(Beginning of Supplied passage)

For only the third time in medical history, the World Health Organization is declaring an international public health emergency as the most virulent outbreak of the Ebola virus continues to rage in West Africa. They are now urging countries worldwide to donate whatever resources they can to help stop the spread of the virus.
The Ebola virus has struck before, but this current outbreak is the longest running and most widespread upsurge of the hemorrhagic fever on record. The death rate has now escalated to over 900 people in several countries within the region. The first cases were recorded in Guinea last March and house, since then, spread to neighboring countries Liberia and Sierra Leone, with the cases now suspected in nearby Nigeria.
"Countries affected to date simply do not have the capacity to manage an outbreak of this size and complexity on their own. I urge the international community to provide this support on the most urgent basis possible." Said WHO Chief, Dr. Margaret Chan. She added that the "collective health security" of the world depends on the global capacity to stop the spread of the killer virus and contain the infection in West Africa. The WHO has earlier acknowledged that many countries around the world do not have any Ebola cases. They have also already commissioned an expert committee to give a more accurate assessment of the severity of the ongoing Ebola epidemic. Apart from this current outbreak, the agency has only declared a similar emergency for the swine flu pandemic that occurred in 2009 and, more recently, for the polio virus just this year in May.
The declaration, however, is still unclear to some health professionals since a similar proclamation was recently made for polio, but there is still no apparent slowing down of the spread of the said paralytic virus.
Dr. David Heymann, a former WHO lead respondent to the SARS outbreak said, " I don't know what the advantage is a declaring an international emergency. This could bring in more foreign aid but we don't know that yet," while Dr. Bart Janssens, director of operations for the Doctors Without Borders charity was also quoted as saying, "Statements won't save lives. For weeks, [we] have been repeating that massive medical, epidemiological and public health response is desperately needed... Lives are being lost because the response is too slow."

(End of Supplied passage)
(Beginning of Record set)

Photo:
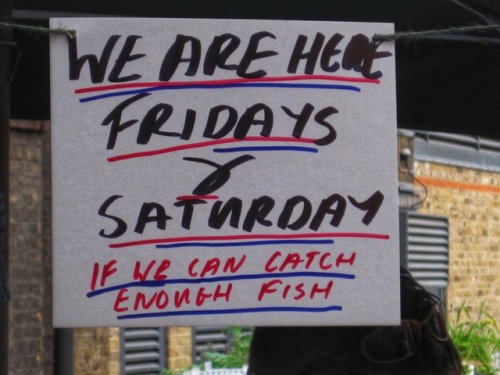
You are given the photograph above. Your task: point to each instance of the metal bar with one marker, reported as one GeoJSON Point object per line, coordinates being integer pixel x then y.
{"type": "Point", "coordinates": [5, 46]}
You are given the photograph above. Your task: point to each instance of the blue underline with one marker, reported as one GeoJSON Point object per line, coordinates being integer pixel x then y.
{"type": "Point", "coordinates": [266, 148]}
{"type": "Point", "coordinates": [250, 310]}
{"type": "Point", "coordinates": [247, 243]}
{"type": "Point", "coordinates": [224, 86]}
{"type": "Point", "coordinates": [218, 279]}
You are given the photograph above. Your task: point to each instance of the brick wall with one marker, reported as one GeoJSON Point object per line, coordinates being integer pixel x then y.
{"type": "Point", "coordinates": [97, 351]}
{"type": "Point", "coordinates": [471, 200]}
{"type": "Point", "coordinates": [179, 347]}
{"type": "Point", "coordinates": [30, 332]}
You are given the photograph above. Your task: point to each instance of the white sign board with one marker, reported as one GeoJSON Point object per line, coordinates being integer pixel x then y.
{"type": "Point", "coordinates": [224, 172]}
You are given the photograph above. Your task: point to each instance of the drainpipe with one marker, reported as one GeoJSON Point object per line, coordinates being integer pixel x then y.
{"type": "Point", "coordinates": [5, 46]}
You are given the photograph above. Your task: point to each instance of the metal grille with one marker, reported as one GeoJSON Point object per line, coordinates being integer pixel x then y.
{"type": "Point", "coordinates": [424, 248]}
{"type": "Point", "coordinates": [213, 339]}
{"type": "Point", "coordinates": [143, 351]}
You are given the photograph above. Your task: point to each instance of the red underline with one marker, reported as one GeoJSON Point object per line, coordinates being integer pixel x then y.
{"type": "Point", "coordinates": [205, 144]}
{"type": "Point", "coordinates": [376, 236]}
{"type": "Point", "coordinates": [200, 197]}
{"type": "Point", "coordinates": [120, 86]}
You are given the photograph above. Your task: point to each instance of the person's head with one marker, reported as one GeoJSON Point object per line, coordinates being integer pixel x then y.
{"type": "Point", "coordinates": [419, 346]}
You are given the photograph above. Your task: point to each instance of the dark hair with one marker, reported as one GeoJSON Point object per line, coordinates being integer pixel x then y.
{"type": "Point", "coordinates": [337, 350]}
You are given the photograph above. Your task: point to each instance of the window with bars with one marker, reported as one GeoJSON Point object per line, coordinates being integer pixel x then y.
{"type": "Point", "coordinates": [143, 351]}
{"type": "Point", "coordinates": [424, 247]}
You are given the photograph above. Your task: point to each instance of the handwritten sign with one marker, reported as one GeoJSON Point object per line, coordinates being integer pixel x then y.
{"type": "Point", "coordinates": [233, 172]}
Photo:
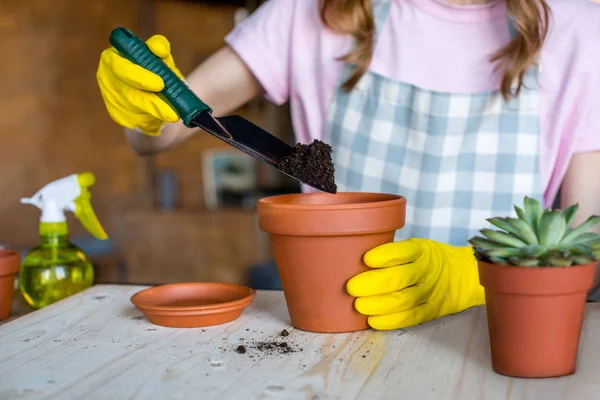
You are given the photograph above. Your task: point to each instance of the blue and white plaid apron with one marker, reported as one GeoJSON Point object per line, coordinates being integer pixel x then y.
{"type": "Point", "coordinates": [457, 158]}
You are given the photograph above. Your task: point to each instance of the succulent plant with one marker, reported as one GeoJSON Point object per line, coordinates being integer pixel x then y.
{"type": "Point", "coordinates": [538, 238]}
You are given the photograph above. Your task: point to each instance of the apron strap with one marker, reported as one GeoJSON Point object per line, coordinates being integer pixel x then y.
{"type": "Point", "coordinates": [381, 9]}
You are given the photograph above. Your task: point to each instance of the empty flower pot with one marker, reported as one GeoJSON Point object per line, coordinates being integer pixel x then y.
{"type": "Point", "coordinates": [10, 262]}
{"type": "Point", "coordinates": [318, 242]}
{"type": "Point", "coordinates": [535, 315]}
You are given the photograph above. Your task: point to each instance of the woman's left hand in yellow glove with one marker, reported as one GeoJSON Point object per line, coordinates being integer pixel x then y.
{"type": "Point", "coordinates": [415, 281]}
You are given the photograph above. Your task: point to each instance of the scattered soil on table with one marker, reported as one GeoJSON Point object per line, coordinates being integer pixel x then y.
{"type": "Point", "coordinates": [270, 347]}
{"type": "Point", "coordinates": [241, 349]}
{"type": "Point", "coordinates": [311, 164]}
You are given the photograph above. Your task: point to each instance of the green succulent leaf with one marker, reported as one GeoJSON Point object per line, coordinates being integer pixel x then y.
{"type": "Point", "coordinates": [532, 250]}
{"type": "Point", "coordinates": [582, 259]}
{"type": "Point", "coordinates": [533, 212]}
{"type": "Point", "coordinates": [578, 249]}
{"type": "Point", "coordinates": [504, 238]}
{"type": "Point", "coordinates": [498, 260]}
{"type": "Point", "coordinates": [557, 261]}
{"type": "Point", "coordinates": [504, 253]}
{"type": "Point", "coordinates": [587, 238]}
{"type": "Point", "coordinates": [575, 233]}
{"type": "Point", "coordinates": [521, 214]}
{"type": "Point", "coordinates": [525, 262]}
{"type": "Point", "coordinates": [569, 213]}
{"type": "Point", "coordinates": [523, 230]}
{"type": "Point", "coordinates": [552, 228]}
{"type": "Point", "coordinates": [503, 223]}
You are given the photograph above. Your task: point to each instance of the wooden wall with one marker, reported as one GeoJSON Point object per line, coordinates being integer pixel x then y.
{"type": "Point", "coordinates": [54, 123]}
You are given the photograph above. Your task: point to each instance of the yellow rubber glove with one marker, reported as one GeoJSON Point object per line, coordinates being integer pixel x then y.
{"type": "Point", "coordinates": [129, 91]}
{"type": "Point", "coordinates": [415, 281]}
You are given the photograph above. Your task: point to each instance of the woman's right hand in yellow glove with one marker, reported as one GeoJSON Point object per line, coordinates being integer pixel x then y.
{"type": "Point", "coordinates": [129, 91]}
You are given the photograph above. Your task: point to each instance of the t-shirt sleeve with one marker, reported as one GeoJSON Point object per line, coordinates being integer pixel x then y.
{"type": "Point", "coordinates": [263, 40]}
{"type": "Point", "coordinates": [588, 137]}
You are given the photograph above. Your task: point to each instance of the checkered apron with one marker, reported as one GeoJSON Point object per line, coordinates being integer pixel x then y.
{"type": "Point", "coordinates": [457, 158]}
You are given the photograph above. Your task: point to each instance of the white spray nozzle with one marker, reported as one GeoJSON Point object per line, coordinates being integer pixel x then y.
{"type": "Point", "coordinates": [68, 194]}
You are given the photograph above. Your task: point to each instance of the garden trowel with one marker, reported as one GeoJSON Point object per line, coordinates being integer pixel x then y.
{"type": "Point", "coordinates": [234, 130]}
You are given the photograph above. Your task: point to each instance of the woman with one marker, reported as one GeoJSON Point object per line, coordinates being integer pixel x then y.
{"type": "Point", "coordinates": [462, 106]}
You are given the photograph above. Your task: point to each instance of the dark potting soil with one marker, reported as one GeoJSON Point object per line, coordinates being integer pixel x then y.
{"type": "Point", "coordinates": [241, 349]}
{"type": "Point", "coordinates": [271, 346]}
{"type": "Point", "coordinates": [312, 164]}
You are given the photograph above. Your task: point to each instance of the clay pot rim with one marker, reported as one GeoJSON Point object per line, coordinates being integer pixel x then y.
{"type": "Point", "coordinates": [193, 310]}
{"type": "Point", "coordinates": [536, 281]}
{"type": "Point", "coordinates": [9, 262]}
{"type": "Point", "coordinates": [271, 201]}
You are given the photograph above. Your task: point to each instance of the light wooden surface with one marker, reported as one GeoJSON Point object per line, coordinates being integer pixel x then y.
{"type": "Point", "coordinates": [95, 345]}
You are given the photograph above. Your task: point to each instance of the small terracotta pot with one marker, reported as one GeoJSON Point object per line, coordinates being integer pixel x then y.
{"type": "Point", "coordinates": [318, 242]}
{"type": "Point", "coordinates": [10, 262]}
{"type": "Point", "coordinates": [535, 317]}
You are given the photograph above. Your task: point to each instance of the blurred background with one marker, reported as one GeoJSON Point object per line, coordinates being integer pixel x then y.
{"type": "Point", "coordinates": [185, 215]}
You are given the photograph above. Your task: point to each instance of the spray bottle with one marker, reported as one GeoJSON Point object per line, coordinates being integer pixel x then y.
{"type": "Point", "coordinates": [56, 267]}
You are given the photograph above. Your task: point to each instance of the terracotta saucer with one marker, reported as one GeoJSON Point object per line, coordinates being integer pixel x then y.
{"type": "Point", "coordinates": [194, 304]}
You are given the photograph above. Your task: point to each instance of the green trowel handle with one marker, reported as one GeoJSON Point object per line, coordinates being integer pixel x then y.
{"type": "Point", "coordinates": [176, 93]}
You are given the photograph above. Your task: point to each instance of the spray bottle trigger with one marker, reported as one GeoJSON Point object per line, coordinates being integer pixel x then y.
{"type": "Point", "coordinates": [83, 208]}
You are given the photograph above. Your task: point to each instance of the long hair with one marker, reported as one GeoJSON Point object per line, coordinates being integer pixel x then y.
{"type": "Point", "coordinates": [355, 18]}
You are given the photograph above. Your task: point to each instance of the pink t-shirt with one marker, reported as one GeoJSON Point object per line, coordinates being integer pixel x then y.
{"type": "Point", "coordinates": [436, 46]}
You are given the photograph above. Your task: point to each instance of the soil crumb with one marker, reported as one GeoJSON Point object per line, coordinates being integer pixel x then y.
{"type": "Point", "coordinates": [312, 164]}
{"type": "Point", "coordinates": [269, 347]}
{"type": "Point", "coordinates": [241, 349]}
{"type": "Point", "coordinates": [275, 347]}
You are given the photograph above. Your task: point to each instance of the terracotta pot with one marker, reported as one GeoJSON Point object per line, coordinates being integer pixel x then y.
{"type": "Point", "coordinates": [535, 317]}
{"type": "Point", "coordinates": [10, 262]}
{"type": "Point", "coordinates": [318, 242]}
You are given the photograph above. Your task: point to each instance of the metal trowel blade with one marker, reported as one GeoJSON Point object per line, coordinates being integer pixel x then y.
{"type": "Point", "coordinates": [248, 138]}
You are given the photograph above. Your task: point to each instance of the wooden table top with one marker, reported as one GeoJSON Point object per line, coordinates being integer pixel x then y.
{"type": "Point", "coordinates": [96, 345]}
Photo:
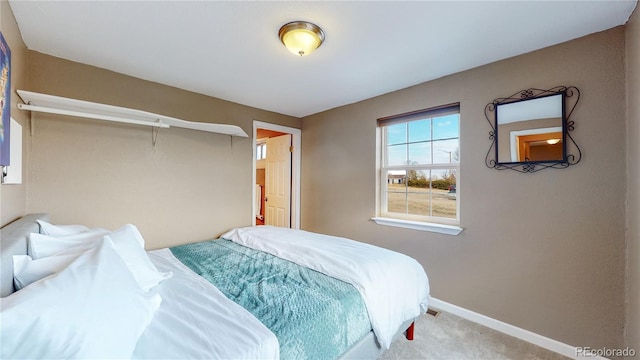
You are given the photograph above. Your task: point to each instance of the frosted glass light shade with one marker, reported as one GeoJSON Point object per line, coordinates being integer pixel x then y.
{"type": "Point", "coordinates": [301, 38]}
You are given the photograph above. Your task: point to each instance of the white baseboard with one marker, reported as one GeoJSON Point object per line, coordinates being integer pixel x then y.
{"type": "Point", "coordinates": [522, 334]}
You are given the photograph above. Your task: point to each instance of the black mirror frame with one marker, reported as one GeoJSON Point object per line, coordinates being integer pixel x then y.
{"type": "Point", "coordinates": [571, 96]}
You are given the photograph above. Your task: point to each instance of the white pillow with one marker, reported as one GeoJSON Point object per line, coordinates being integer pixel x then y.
{"type": "Point", "coordinates": [126, 240]}
{"type": "Point", "coordinates": [60, 230]}
{"type": "Point", "coordinates": [91, 309]}
{"type": "Point", "coordinates": [45, 245]}
{"type": "Point", "coordinates": [27, 270]}
{"type": "Point", "coordinates": [127, 244]}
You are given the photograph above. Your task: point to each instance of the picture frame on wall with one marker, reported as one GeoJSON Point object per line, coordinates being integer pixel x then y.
{"type": "Point", "coordinates": [5, 102]}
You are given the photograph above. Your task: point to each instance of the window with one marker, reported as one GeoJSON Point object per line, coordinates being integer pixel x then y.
{"type": "Point", "coordinates": [420, 166]}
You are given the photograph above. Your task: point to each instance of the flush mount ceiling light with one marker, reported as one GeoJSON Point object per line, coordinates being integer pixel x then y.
{"type": "Point", "coordinates": [301, 37]}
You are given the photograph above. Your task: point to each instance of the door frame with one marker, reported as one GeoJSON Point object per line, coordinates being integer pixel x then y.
{"type": "Point", "coordinates": [296, 135]}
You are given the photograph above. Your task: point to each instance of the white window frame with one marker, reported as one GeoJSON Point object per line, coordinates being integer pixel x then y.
{"type": "Point", "coordinates": [415, 222]}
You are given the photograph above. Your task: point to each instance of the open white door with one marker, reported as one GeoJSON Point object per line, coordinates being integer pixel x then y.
{"type": "Point", "coordinates": [278, 181]}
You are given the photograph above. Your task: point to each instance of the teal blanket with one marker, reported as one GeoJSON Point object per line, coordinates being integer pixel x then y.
{"type": "Point", "coordinates": [313, 315]}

(End of Record set)

What to work on
a. Answer these questions using the Ebola article:
(i) In which country were the first cases of the current outbreak recorded?
(ii) Who is the WHO Chief quoted in the article?
(iii) For which two earlier situations had the agency declared a similar emergency?
b. According to the Ebola article, why do some health professionals find the emergency declaration unclear? Answer in one to three sentences.
c. Set down the part of the Ebola article that opens with the words containing "The declaration, however, is" and closes with "said paralytic virus.".
The listing is separate material and not part of the Ebola article.

Answer list
a.
(i) Guinea, last March.
(ii) Dr. Margaret Chan.
(iii) The swine flu pandemic in 2009 and the polio virus in May of this year.

b. A similar proclamation was recently made for polio, yet the spread of that paralytic virus has shown no apparent slowing. This leaves some health professionals unsure what the declaration will accomplish.

c.
The declaration, however, is still unclear to some health professionals since a similar proclamation was recently made for polio, but there is still no apparent slowing down of the spread of the said paralytic virus.